#### Extract
International information
- First men's Test: 21–26 November 1959: Pakistan v Australia
- Last men's Test: 12–15 October 2025: Pakistan v South Africa
- First men's ODI: 13 January 1978: Pakistan v England
- Last men's ODI: 2 June 2026: Pakistan v Australia
- First men's T20I: 22 May 2015: Pakistan v Zimbabwe
- Last men's T20I: 1 February 2026: Pakistan v Australia
- First women's ODI: 2 November 2019: Pakistan v Bangladesh
- Last women's ODI: 22 September 2025: Pakistan v South Africa
- First women's T20I: 26 October 2019: Pakistan v Bangladesh
- Last women's T20I: 16 November 2022: Pakistan v Ireland

= Gaddafi Stadium =

Cricket stadium in Lahore, Pakistan

Gaddafi Stadium (Note: GSL; ; قذافی اسٹیڈیم) formerly known as Lahore Stadium, is a cricket stadium in Lahore, Punjab, Pakistan, owned by the Pakistan Cricket Board (PCB). With a capacity of 35,000, it is the fourth largest cricket stadium of Pakistan. The headquarters of the Pakistan Cricket Board are situated at Gaddafi Stadium, thus making it the home of the Pakistan national cricket team. It is also the home ground of Lahore Qalandars in the Pakistan Super League. It is named after Libyan revolutionary, Muammar Gaddafi (1942–2011).

Gaddafi Stadium was designed by Russian-born Pakistani architect and civil engineer Nasreddin Murat-Khan, and constructed by Mian Abdul Khaliq and Company in 1959. The stadium was renovated for the 1996 Cricket World Cup, during which it hosted the tournament final between Australia and Sri Lanka, having previously staged matches in the 1987 World Cup as well. It was the first cricket stadium in Pakistan to be equipped with modern floodlights with their own standby power generators.

In addition to Pakistan home games and international matches, the Gaddafi Stadium has also hosted several matches of the Pakistan Super League, with the first one being the final of the 2017 edition. In March 2022, the PCB began the process to rename the stadium for sponsorship reasons. In June 2024, the PCB unveiled plans to revamp Gaddafi Stadium ahead of the ICC Champions Trophy 2025, where the venue went on to host four matches, including a high-profile semi-final clash between South Africa and New Zealand.
########
Required tasks |
- A) In the Gaddafi Stadium text, who designed the stadium?
- B) Please explain, using the Gaddafi Stadium text, why the stadium is considered the home of the Pakistan national cricket team.
#### Supplied data
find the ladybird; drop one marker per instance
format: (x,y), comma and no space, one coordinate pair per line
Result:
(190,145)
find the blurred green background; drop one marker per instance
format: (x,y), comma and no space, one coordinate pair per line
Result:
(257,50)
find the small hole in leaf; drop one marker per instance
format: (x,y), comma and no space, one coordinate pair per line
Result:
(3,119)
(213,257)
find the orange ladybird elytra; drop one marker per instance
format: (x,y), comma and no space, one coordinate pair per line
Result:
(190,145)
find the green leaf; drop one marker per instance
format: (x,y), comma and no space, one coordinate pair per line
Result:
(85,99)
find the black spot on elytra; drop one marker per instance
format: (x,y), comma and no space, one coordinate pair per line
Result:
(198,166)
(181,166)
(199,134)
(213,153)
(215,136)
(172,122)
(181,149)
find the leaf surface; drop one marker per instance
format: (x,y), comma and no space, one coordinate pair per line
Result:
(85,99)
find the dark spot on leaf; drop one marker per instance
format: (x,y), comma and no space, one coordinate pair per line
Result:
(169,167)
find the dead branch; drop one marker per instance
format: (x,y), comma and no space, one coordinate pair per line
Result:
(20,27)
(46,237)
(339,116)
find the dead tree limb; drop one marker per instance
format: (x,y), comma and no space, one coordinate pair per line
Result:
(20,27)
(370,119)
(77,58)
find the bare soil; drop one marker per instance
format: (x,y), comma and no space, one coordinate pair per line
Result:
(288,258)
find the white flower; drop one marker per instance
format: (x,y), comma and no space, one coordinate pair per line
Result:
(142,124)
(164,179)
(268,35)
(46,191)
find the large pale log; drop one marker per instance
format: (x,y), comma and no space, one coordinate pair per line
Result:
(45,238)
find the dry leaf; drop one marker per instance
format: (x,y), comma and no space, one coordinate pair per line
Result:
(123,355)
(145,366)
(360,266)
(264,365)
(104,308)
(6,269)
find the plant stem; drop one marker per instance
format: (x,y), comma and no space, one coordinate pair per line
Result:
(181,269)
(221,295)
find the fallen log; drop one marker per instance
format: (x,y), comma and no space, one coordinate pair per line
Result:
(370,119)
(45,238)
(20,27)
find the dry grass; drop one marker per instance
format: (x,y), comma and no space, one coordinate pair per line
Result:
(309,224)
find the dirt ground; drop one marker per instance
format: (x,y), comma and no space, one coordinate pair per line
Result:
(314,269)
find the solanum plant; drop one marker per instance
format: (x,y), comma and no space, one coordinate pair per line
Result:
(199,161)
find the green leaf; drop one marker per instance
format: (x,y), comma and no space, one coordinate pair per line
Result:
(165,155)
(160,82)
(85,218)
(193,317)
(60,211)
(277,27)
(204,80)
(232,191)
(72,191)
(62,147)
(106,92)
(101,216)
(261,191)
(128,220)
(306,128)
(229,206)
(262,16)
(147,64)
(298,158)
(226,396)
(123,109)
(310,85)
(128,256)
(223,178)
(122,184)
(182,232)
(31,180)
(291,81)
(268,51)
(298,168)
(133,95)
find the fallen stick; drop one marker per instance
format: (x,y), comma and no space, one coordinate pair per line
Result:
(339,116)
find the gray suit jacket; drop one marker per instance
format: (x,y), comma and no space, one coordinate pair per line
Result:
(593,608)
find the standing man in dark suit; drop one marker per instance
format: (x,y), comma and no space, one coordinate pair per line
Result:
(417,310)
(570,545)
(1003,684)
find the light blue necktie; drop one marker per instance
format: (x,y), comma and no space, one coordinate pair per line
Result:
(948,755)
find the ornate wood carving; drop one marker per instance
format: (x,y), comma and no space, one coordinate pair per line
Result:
########
Outputs by task |
- A) Nasreddin Murat-Khan, a Russian-born Pakistani architect and civil engineer, designed it.

- B) The Pakistan Cricket Board has its headquarters at Gaddafi Stadium, which makes the stadium the home of the national team.